● EXERCISE BRIEF:
Skip the pictures. Reproduce all other material exactly.

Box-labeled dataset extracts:
◆ ◆ ◆ ◆

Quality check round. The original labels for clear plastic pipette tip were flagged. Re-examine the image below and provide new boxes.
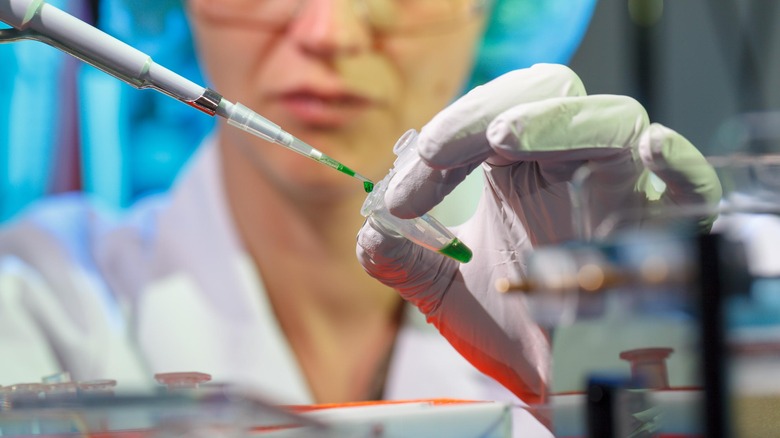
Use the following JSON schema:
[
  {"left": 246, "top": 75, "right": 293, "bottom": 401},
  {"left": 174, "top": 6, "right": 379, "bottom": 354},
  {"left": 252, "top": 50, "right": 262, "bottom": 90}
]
[{"left": 217, "top": 99, "right": 373, "bottom": 187}]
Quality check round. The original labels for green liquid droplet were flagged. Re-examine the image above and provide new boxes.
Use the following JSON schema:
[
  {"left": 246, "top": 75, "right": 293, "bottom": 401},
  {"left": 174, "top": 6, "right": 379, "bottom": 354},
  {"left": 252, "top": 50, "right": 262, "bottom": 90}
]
[{"left": 438, "top": 239, "right": 473, "bottom": 263}]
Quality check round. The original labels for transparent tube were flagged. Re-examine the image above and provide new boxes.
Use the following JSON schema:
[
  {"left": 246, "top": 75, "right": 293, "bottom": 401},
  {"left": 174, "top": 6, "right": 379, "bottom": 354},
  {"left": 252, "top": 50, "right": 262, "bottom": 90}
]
[{"left": 360, "top": 130, "right": 472, "bottom": 263}]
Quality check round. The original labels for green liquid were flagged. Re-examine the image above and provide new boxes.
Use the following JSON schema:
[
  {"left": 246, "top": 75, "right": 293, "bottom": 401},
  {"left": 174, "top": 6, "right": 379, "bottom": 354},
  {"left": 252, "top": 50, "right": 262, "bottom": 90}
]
[{"left": 438, "top": 239, "right": 474, "bottom": 263}]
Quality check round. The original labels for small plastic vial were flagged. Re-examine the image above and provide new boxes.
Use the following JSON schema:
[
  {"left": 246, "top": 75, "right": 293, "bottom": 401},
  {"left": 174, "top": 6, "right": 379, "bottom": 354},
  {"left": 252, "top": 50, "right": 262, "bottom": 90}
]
[
  {"left": 620, "top": 347, "right": 674, "bottom": 389},
  {"left": 360, "top": 129, "right": 472, "bottom": 263}
]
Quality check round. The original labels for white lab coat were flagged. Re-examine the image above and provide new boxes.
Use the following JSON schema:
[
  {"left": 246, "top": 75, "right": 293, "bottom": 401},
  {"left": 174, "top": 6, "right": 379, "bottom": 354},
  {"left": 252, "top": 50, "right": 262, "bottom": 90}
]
[{"left": 0, "top": 142, "right": 549, "bottom": 436}]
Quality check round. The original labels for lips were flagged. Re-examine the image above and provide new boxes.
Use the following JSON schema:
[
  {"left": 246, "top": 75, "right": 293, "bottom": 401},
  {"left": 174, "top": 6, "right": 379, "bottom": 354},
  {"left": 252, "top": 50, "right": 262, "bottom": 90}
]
[{"left": 279, "top": 90, "right": 375, "bottom": 128}]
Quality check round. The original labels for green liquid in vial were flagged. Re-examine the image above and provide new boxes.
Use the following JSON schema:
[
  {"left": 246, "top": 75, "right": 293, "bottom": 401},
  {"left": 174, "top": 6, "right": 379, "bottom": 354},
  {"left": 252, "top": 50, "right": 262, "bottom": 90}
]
[{"left": 438, "top": 239, "right": 473, "bottom": 263}]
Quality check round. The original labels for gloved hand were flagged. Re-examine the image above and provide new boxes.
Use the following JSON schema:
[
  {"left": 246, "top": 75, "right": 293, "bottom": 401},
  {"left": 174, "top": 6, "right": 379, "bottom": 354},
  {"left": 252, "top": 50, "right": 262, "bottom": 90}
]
[{"left": 357, "top": 65, "right": 721, "bottom": 403}]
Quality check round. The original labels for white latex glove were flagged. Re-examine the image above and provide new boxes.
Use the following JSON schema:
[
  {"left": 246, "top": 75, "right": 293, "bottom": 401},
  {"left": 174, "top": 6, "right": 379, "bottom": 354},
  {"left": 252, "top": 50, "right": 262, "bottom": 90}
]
[{"left": 357, "top": 65, "right": 721, "bottom": 403}]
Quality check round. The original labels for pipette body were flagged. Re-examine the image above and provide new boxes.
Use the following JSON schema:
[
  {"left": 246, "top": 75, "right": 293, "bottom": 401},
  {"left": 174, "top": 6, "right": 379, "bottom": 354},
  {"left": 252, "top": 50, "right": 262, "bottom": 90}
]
[{"left": 0, "top": 0, "right": 372, "bottom": 185}]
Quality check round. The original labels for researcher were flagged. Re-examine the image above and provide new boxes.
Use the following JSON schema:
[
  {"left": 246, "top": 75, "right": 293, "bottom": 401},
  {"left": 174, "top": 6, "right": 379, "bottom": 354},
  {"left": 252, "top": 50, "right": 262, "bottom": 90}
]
[
  {"left": 357, "top": 65, "right": 722, "bottom": 400},
  {"left": 0, "top": 0, "right": 720, "bottom": 436}
]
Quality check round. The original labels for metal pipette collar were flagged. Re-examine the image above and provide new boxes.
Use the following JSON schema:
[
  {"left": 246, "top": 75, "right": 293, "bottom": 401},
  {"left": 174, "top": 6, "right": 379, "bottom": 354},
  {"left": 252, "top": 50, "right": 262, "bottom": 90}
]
[{"left": 0, "top": 0, "right": 373, "bottom": 186}]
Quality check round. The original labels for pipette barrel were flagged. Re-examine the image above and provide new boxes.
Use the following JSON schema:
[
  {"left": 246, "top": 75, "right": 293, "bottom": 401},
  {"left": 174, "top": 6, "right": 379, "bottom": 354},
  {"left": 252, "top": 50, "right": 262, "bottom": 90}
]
[{"left": 0, "top": 0, "right": 206, "bottom": 106}]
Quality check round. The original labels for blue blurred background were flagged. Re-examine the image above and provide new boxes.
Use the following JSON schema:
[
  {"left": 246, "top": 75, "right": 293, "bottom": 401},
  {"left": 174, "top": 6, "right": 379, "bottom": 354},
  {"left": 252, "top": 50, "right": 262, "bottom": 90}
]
[
  {"left": 0, "top": 0, "right": 596, "bottom": 220},
  {"left": 0, "top": 0, "right": 780, "bottom": 221}
]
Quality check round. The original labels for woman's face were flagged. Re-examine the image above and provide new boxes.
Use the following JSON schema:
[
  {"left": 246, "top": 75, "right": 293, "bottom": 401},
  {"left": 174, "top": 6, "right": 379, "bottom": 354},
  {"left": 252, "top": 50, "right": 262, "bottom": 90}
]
[{"left": 188, "top": 0, "right": 483, "bottom": 198}]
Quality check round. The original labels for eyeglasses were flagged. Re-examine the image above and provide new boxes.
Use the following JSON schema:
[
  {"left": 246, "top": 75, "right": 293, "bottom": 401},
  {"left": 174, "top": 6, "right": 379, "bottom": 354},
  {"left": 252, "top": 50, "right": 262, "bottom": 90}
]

◆ ◆ ◆ ◆

● TASK ANSWER:
Quality check round. The original labels for clear plastic pipette tip were flagged. Re-examine the image below and provide new boxes.
Use the following JSON schema:
[
  {"left": 246, "top": 75, "right": 293, "bottom": 401},
  {"left": 174, "top": 6, "right": 379, "bottom": 354},
  {"left": 252, "top": 50, "right": 262, "bottom": 90}
]
[{"left": 217, "top": 99, "right": 373, "bottom": 187}]
Quality check round. The original labels for green liquid droplet were flagged. Re-examine the image above and provide new boxes.
Use the following JSON schema:
[
  {"left": 246, "top": 75, "right": 293, "bottom": 401},
  {"left": 174, "top": 6, "right": 379, "bottom": 354},
  {"left": 252, "top": 50, "right": 262, "bottom": 90}
]
[{"left": 438, "top": 239, "right": 473, "bottom": 263}]
Quality check round. The original labels for transparent tube were flagged. Re-examine the image above and provide new boxes.
Use the following JSON schema:
[
  {"left": 246, "top": 75, "right": 293, "bottom": 401},
  {"left": 174, "top": 6, "right": 379, "bottom": 354},
  {"left": 252, "top": 50, "right": 262, "bottom": 90}
]
[{"left": 360, "top": 130, "right": 472, "bottom": 263}]
Quality check round. The original labels for green liquid were flagged. Re-examine the image above and provide new boxes.
Use the following JSON schema:
[
  {"left": 246, "top": 75, "right": 293, "bottom": 401},
  {"left": 174, "top": 6, "right": 379, "bottom": 354},
  {"left": 252, "top": 50, "right": 262, "bottom": 90}
]
[{"left": 438, "top": 239, "right": 474, "bottom": 263}]
Quality check round. The original labels for small plastic vial were flagged. Re-examine the image above and provide new boxes.
Use the following JSON schema:
[
  {"left": 246, "top": 75, "right": 293, "bottom": 401},
  {"left": 174, "top": 6, "right": 379, "bottom": 354},
  {"left": 252, "top": 50, "right": 262, "bottom": 90}
]
[
  {"left": 620, "top": 347, "right": 674, "bottom": 389},
  {"left": 360, "top": 129, "right": 472, "bottom": 263}
]
Quality check round. The original labels for white lab coat were flagged. Re-examine the image above and provide new boxes.
Use the following JSON schema:
[
  {"left": 246, "top": 75, "right": 293, "bottom": 401},
  {"left": 174, "top": 6, "right": 379, "bottom": 354},
  {"left": 252, "top": 50, "right": 262, "bottom": 90}
]
[{"left": 0, "top": 142, "right": 549, "bottom": 436}]
Quality check round. The original labels for lips were flagged. Re-examine the image above and provide new boxes.
Use the following JSON schema:
[
  {"left": 246, "top": 75, "right": 293, "bottom": 401},
  {"left": 174, "top": 6, "right": 379, "bottom": 354},
  {"left": 252, "top": 50, "right": 262, "bottom": 90}
]
[{"left": 279, "top": 90, "right": 375, "bottom": 128}]
Quality check round. The original labels for green liquid in vial were flagged. Re-examine the image above and provide new boxes.
Use the following JSON schema:
[
  {"left": 246, "top": 75, "right": 293, "bottom": 401},
  {"left": 174, "top": 6, "right": 379, "bottom": 354},
  {"left": 252, "top": 50, "right": 262, "bottom": 90}
]
[{"left": 438, "top": 239, "right": 473, "bottom": 263}]
Quality check round. The original labels for gloved hand were flagged. Re-examine the image above and provide new boxes.
Use the following JSON schema:
[
  {"left": 246, "top": 75, "right": 293, "bottom": 401},
  {"left": 174, "top": 6, "right": 379, "bottom": 354},
  {"left": 252, "top": 50, "right": 262, "bottom": 90}
]
[{"left": 357, "top": 65, "right": 721, "bottom": 403}]
Quality check round. The original labels for white latex glove were flagged. Re-examine the image above and provide new boxes.
Use the following JSON schema:
[
  {"left": 246, "top": 75, "right": 293, "bottom": 401},
  {"left": 174, "top": 6, "right": 379, "bottom": 354},
  {"left": 252, "top": 50, "right": 262, "bottom": 90}
]
[{"left": 357, "top": 65, "right": 721, "bottom": 403}]
Quality check round. The original labels for pipette body were flagged. Re-examine the image above and provide new boxes.
Use the following JSON schema:
[
  {"left": 246, "top": 75, "right": 293, "bottom": 401},
  {"left": 174, "top": 6, "right": 379, "bottom": 354},
  {"left": 252, "top": 50, "right": 262, "bottom": 90}
]
[{"left": 0, "top": 0, "right": 372, "bottom": 185}]
Quality check round. The original labels for researcher were flagged. Re-examine the image above and provide new boxes.
Use the following JSON schema:
[
  {"left": 246, "top": 75, "right": 293, "bottom": 401},
  {"left": 174, "top": 6, "right": 379, "bottom": 354},
  {"left": 252, "top": 50, "right": 262, "bottom": 90}
]
[
  {"left": 357, "top": 65, "right": 722, "bottom": 400},
  {"left": 0, "top": 0, "right": 720, "bottom": 436}
]
Quality check round. The original labels for metal pipette collar were flagged. Re-examine the image above and provide new boxes.
Use the following JSON schema:
[
  {"left": 246, "top": 75, "right": 293, "bottom": 401},
  {"left": 174, "top": 6, "right": 379, "bottom": 354},
  {"left": 252, "top": 50, "right": 262, "bottom": 90}
]
[{"left": 0, "top": 0, "right": 373, "bottom": 186}]
Quality check round. The original labels for pipette barrel were flagged. Re-examine the image above and provide new boxes.
Use the following JSON schema:
[
  {"left": 246, "top": 75, "right": 293, "bottom": 401},
  {"left": 174, "top": 6, "right": 379, "bottom": 354},
  {"left": 252, "top": 50, "right": 262, "bottom": 90}
]
[{"left": 0, "top": 0, "right": 206, "bottom": 106}]
Quality check round. The original labels for blue blurred background were flagged. Re-examine the image above and provide new boxes.
Use the following JSON schema:
[
  {"left": 246, "top": 75, "right": 293, "bottom": 401},
  {"left": 174, "top": 6, "right": 379, "bottom": 354},
  {"left": 252, "top": 50, "right": 262, "bottom": 90}
]
[
  {"left": 0, "top": 0, "right": 596, "bottom": 220},
  {"left": 0, "top": 0, "right": 780, "bottom": 221}
]
Quality check round. The original labels for woman's face were flagged. Re-examine the image above and provide new boxes.
Use the following JSON schema:
[
  {"left": 246, "top": 75, "right": 293, "bottom": 401},
  {"left": 174, "top": 6, "right": 379, "bottom": 354},
  {"left": 252, "top": 50, "right": 262, "bottom": 90}
]
[{"left": 188, "top": 0, "right": 483, "bottom": 198}]
Quality check round. The original labels for eyeglasses were flagged. Re-examine the image above and provide new boxes.
Use the following JSON schema:
[
  {"left": 246, "top": 75, "right": 293, "bottom": 401},
  {"left": 174, "top": 6, "right": 379, "bottom": 354},
  {"left": 252, "top": 50, "right": 262, "bottom": 90}
]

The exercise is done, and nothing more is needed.